## Goal
Revise the records below by changing each "backpack" to "rucksack" and leaving everything else as it is. Omit the pictures from your version.

## Extracted information
▼

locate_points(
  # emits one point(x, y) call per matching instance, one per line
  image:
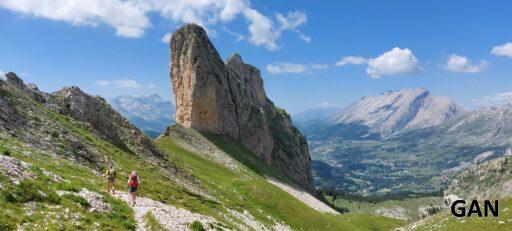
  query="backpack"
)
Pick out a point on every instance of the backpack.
point(111, 174)
point(134, 181)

▲

## The answer
locate_points(
  # emits one point(x, y) call per matching instance, one per line
  image:
  query="rucksack"
)
Pick out a point on every instance of the rucksack.
point(111, 174)
point(134, 181)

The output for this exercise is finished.